- [Text section]:
====
Finally, this study had some limitations which need to be taken into account. Previous simulation studies have shown that power of MIMIC model could be affected by the number of DIF items [11]. On the contrary, in this study, we have assumed that there is only one item which has uniform-DIF. If this condition was taken into consideration, we were forced to simulate a larger number of scenarios, which was time-consuming. The MIMIC model can be used for both uniform and nonuniform-DIF detection. However, most researchers believe that MIMIC model is not an appropriate performance to detect nonuniform-DIF, because the parameterization of the MIMIC model was only suitable for identifying uniform-DIF [23, 44]. Also, nonuniform-DIF has computational effort required to fit MIMIC model because the latent trait cannot be simply multiplied by the group variable which is an observed variable [15]. In this study, we limited our DIF detection to uniform-DIF and two groups at a time, a reference group and a focal group. Nonetheless, the MIMIC model can handle two types of DIF and more than two groups [15, 21].
====
- [Records supplied]:

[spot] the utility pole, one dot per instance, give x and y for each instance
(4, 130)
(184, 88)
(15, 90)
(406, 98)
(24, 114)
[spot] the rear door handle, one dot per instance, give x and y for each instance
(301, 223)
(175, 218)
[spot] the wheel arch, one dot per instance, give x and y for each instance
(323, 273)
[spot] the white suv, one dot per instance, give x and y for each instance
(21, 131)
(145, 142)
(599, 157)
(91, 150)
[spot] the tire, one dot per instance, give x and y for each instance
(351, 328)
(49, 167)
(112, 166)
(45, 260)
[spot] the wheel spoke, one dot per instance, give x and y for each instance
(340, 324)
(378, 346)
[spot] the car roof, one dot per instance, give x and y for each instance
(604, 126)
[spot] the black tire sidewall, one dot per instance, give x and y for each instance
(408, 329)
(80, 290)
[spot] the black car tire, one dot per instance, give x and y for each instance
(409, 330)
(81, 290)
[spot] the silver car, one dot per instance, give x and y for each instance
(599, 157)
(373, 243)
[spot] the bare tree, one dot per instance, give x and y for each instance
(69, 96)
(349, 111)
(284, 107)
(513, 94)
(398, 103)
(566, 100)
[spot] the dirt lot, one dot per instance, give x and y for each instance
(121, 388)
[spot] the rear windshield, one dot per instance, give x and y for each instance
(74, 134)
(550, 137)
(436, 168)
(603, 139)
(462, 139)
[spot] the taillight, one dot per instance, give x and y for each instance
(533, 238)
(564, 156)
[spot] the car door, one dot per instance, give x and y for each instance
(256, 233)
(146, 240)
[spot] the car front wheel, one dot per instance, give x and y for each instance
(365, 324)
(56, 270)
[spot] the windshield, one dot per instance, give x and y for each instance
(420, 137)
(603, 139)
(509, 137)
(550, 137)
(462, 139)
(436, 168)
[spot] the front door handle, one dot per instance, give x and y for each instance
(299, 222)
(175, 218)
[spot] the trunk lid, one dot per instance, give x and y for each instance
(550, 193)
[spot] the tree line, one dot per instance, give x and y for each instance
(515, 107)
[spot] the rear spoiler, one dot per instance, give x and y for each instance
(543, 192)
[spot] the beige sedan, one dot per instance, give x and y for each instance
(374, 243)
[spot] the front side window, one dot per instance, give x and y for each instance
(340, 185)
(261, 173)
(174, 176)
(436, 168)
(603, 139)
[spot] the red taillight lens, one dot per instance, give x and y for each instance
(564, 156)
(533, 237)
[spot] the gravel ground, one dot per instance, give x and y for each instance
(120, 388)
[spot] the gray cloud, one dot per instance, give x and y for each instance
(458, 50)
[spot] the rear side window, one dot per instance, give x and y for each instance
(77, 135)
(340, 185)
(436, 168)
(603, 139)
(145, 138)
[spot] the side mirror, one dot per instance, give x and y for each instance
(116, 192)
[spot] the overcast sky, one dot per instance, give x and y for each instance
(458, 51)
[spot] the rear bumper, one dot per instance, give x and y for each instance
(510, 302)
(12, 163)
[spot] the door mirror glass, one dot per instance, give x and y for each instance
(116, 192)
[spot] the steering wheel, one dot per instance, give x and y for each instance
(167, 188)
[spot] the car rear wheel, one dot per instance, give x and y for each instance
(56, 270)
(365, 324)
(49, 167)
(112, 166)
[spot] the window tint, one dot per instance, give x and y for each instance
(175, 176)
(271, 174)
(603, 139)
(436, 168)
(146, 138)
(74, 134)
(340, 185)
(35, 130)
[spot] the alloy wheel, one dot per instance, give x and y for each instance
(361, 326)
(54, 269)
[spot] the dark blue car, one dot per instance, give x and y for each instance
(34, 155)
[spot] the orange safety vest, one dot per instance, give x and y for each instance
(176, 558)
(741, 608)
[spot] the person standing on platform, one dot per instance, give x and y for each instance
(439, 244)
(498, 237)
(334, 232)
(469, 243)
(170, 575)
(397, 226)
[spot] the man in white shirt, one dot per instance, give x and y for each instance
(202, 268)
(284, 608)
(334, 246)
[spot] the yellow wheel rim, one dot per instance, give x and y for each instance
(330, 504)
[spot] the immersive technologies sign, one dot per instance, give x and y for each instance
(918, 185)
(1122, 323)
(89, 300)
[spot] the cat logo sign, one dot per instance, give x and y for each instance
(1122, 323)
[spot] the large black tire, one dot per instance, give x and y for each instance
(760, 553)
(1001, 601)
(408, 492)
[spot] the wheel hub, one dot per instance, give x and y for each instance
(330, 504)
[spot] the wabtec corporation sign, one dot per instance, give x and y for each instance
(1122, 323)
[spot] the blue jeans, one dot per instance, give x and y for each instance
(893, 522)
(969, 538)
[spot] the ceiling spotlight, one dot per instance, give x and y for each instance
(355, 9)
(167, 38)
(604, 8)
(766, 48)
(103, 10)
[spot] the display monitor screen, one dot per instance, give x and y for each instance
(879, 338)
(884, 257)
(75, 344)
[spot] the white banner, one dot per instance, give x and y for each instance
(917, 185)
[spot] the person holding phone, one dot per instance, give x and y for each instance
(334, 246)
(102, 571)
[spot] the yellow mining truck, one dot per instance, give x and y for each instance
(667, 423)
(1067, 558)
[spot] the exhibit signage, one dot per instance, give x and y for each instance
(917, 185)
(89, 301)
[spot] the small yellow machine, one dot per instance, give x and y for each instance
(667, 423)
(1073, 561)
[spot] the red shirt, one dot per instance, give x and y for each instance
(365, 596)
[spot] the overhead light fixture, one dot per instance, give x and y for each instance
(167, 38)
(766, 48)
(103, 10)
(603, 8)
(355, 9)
====
- [Exercise brief]: Write the next part of the passage above on the limitations of the MIMIC-model study of DIF detection, starting after its final sentence.

- [Result of this exercise]:
5. Conclusion

Our findings showed that, by increasing the number of response categories, the number of items, the magnitude of DIF, and sample size could lead to an increase in power of MIMIC model for uniform-DIF detecting. This study revealed that MIMIC model in detection of uniform-DIF was fairly robust to departure from the normal latent trait distribution assumption. When latent trait distributions were skewed, the power of MIMIC model in detection of uniform-DIF was at an acceptable level. However, empirical Type I error rate was slightly greater than nominal significance level of 0.05. Consequently, this technique is appropriated for uniform-DIF detection when latent trait distribution is nonnormal and the focal group sample size is small. Due to the insignificant effect on improving power by increasing the number of response categories from 5 to 7, we recommend 5-point response scale for uniform-DIF detection using MIMIC model, especially for participants with low levels of education. The results obtained from this study provide an appropriate guideline for further research. We recommend further studies to investigate the effect of the number of items with DIF and type of DIF on MIMIC model power when latent trait is skewed.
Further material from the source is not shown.